**Directions for this task**
Copy out the lines again word for word, starting with the line that contains "[ ] locate the camera" and continuing through the last line of the records.

— Start Data entries —

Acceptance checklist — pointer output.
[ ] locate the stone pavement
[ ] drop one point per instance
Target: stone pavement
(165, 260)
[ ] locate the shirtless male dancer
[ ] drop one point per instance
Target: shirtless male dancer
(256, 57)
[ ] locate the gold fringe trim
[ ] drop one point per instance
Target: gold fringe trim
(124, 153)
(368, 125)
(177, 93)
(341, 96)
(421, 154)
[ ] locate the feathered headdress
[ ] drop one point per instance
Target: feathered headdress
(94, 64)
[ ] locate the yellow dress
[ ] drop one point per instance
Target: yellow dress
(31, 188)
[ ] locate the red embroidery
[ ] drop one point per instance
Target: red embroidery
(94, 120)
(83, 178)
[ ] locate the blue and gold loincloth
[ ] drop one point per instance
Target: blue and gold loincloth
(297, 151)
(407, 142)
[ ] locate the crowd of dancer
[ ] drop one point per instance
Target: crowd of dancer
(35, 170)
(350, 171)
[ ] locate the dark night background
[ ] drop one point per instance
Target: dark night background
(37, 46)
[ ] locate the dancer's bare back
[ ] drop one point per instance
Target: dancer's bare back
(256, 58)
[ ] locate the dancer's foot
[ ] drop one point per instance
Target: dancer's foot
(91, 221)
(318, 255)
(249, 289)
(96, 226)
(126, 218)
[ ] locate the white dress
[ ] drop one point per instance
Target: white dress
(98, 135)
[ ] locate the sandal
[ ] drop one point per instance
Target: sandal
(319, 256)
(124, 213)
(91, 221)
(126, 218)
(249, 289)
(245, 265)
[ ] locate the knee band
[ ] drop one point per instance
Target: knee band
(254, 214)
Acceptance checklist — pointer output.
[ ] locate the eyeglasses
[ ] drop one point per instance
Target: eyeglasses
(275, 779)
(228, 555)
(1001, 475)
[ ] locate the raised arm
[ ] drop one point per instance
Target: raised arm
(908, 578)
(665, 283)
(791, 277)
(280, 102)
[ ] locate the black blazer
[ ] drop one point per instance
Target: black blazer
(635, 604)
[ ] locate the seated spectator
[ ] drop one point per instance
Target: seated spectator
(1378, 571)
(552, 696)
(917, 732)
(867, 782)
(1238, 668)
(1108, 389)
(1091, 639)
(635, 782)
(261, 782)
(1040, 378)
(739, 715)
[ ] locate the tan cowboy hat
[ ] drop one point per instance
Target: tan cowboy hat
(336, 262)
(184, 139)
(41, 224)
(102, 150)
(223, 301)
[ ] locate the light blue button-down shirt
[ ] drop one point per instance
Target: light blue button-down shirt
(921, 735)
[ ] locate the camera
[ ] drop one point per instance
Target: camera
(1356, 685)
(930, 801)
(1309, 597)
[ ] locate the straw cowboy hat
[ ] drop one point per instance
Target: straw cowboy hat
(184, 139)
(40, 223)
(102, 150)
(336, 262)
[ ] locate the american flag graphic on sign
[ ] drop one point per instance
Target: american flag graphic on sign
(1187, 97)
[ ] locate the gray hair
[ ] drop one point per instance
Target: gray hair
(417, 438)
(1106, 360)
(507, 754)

— End Data entries —

**Task response**
[ ] locate the camera
[ ] drop one point per instance
Target: camera
(1356, 685)
(930, 801)
(1309, 597)
[ ] locate the straw cowboy hat
[ ] drop one point per instance
Target: straw cowboy hat
(184, 139)
(40, 223)
(102, 150)
(336, 262)
[ ] locate the american flag graphic on sign
[ ] drop one point per instance
Target: american flag graphic on sign
(1187, 97)
[ ] locate the gray hair
[ ] drop one point per instance
Target: gray hair
(417, 438)
(1106, 360)
(507, 754)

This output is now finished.